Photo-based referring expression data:
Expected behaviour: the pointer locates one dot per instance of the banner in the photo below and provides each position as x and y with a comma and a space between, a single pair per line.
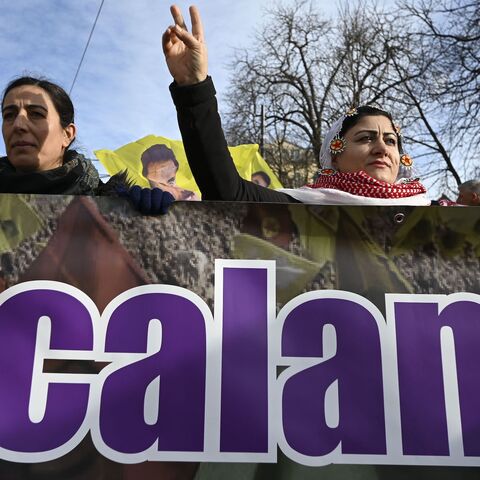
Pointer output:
236, 340
161, 162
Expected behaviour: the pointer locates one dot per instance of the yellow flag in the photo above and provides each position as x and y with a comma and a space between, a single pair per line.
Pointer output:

Task description |
The expected output is each entry given again word for word, with pictures dropped.

Response to this exercise |
Expected behaviour: the pointer locates one dot per instance of the banner in the photo below and provides each position as x and y with a comma and a space between, a single pair per line.
Pointer output:
236, 340
161, 162
Expected behaviour: the pointer locates one dot per instance of the yellow flag in the photo above and provides each position as x and y with a comma and a space between, a single pair per line.
Pointer output:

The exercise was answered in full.